## Begin

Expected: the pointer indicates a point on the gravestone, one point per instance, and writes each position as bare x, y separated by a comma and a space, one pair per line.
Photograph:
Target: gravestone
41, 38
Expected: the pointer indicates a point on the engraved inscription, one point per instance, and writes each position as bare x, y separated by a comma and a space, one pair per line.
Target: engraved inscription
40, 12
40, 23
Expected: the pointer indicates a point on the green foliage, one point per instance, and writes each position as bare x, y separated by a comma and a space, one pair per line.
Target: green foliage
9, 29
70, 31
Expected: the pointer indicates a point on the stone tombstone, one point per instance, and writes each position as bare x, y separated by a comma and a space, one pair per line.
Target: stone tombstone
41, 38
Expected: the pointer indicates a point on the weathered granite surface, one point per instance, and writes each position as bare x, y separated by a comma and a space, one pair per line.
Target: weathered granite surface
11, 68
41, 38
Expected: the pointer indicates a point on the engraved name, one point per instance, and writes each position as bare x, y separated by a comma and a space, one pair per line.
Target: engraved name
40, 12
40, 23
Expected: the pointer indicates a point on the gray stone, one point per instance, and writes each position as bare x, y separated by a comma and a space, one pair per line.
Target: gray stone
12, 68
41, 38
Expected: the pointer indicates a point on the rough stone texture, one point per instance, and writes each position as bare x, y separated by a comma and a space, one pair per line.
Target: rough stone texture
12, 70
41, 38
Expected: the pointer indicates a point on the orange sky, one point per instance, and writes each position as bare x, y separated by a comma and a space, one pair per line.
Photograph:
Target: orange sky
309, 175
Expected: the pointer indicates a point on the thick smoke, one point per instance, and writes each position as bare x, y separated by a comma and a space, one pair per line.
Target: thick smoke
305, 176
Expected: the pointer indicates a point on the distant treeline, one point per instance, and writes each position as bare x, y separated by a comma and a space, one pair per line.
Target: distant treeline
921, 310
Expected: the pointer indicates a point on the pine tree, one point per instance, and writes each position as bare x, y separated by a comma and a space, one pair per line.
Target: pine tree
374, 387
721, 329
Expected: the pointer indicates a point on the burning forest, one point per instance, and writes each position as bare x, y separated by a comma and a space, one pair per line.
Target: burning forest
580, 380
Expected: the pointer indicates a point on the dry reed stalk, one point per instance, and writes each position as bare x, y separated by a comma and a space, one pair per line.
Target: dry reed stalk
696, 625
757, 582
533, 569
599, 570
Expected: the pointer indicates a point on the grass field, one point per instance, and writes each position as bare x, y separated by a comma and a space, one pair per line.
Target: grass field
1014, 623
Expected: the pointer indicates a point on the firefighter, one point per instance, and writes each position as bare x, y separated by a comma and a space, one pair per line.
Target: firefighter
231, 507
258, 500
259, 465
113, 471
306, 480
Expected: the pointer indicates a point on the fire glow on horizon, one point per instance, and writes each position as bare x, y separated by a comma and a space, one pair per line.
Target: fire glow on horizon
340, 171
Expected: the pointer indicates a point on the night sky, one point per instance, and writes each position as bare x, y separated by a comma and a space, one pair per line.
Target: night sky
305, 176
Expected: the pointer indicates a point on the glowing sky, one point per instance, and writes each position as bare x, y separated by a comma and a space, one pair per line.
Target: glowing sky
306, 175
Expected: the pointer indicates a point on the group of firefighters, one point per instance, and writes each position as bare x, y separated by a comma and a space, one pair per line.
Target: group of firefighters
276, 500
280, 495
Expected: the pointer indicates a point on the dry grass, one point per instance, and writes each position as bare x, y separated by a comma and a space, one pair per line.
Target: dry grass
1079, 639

## End

(Aim): Copy out the full material exactly as it appears.

(Response to this task):
Expected: the pointer indicates a point on the gravestone, one point per instance, and writes each position as bare x, y separated by a comma and a space, one pair per line.
Photograph:
Target: gravestone
41, 38
Expected: the pointer indicates a point on the engraved inscription, one point per instance, and writes each position as bare x, y separated by a comma and a space, one pair per line.
Target: engraved inscription
40, 12
40, 23
Expected: the pointer indicates a point on the green foliage, one point per instance, and writes each position as bare x, y separated by a comma and a space, one pair per line.
Target: green foliage
9, 29
70, 31
Expected: the pointer indicates a point on the stone tombstone, one point per instance, and writes each position as bare x, y separated by a comma and a space, one pair per line.
Target: stone tombstone
41, 38
Expected: the pointer indicates a point on the weathered granite surface, one point per instance, and writes each position as bare x, y separated by a comma and a space, one pair per line.
Target: weathered granite surface
11, 68
41, 38
Expected: the pointer indicates a point on the engraved name, one point per instance, and writes each position as bare x, y separated by a comma and a space, one pair per line.
Target: engraved name
40, 12
40, 23
Expected: the pointer indicates a point on the gray stone, one point per instance, and writes each position as bare x, y separated by a comma and a space, one pair per line.
Target: gray stone
12, 68
41, 38
Expected: the pointer indicates a point on the rough stone texture, one point per instance, and writes each position as bare x, y separated by a comma and a space, one pair per line.
Target: rough stone texture
12, 70
41, 38
Expected: the pointer indicates a point on the orange sky, one point per instance, and writes each position as bare x, y separated by a comma and a space, one pair per line.
Photograph:
Target: orange sky
309, 175
Expected: the pointer indicates a point on the thick smoke, one point per instance, and writes each position as bare x, y separated by a comma and a space, one pair per line.
Target: thick smoke
305, 176
Expected: the pointer indicates a point on the distant treeline, one point per instance, and writes each position as bare x, y separated by a comma and a space, one pair per line.
Target: distant treeline
921, 310
Expected: the pointer indicates a point on the pine tree, one point per instance, and writes each position as bare x, y separated by a comma and a space, one pair per line.
Target: pine tree
374, 387
721, 329
Expected: the pointer indicates a point on the burning forest, one point per instance, and writes each position as bare x, y separated by a comma and a space, one pair per line.
Target: burning forest
580, 380
Expected: the pointer indicates a point on the dry reed stalk, one point per instance, and writes each position as bare x, y separated by a comma and a space, one pair per line.
Target: dry reed stalk
696, 625
757, 582
533, 569
599, 570
Expected: the pointer indicates a point on the grass field, one point per instance, and writes each position as bare x, y separated by a comma and a space, one pair per line.
Target: grass field
1014, 623
Expected: the pointer indicates a point on the firefighter, one point per instance, and writes each position as bare x, y separated by a comma and a space, one pair per line.
Target: firefighter
231, 507
258, 500
259, 465
113, 471
306, 480
Expected: the pointer indicates a point on the fire glow on horizon, one point per instance, and writes each position as bare x, y separated by a comma and a space, one pair per line.
Target: fire glow on horizon
340, 171
Expected: the pointer indicates a point on the night sky, one point per instance, and writes each position as bare x, y separated by a comma and a space, one pair per line.
Target: night sky
305, 176
Expected: the pointer indicates a point on the glowing sky, one point per instance, and writes each position as bare x, y separated by a comma and a space, one pair per line.
Target: glowing sky
306, 175
Expected: the pointer indicates a point on the group of firefighters, one point per instance, and writes each position as bare x, y separated by a comma and a space, one pair per line.
Target: group of firefighters
276, 500
280, 495
Expected: the pointer indicates a point on the dry grass, one point per instance, and writes each position as bare x, y separated by a comma and a space, one pair per line.
Target: dry grass
1079, 639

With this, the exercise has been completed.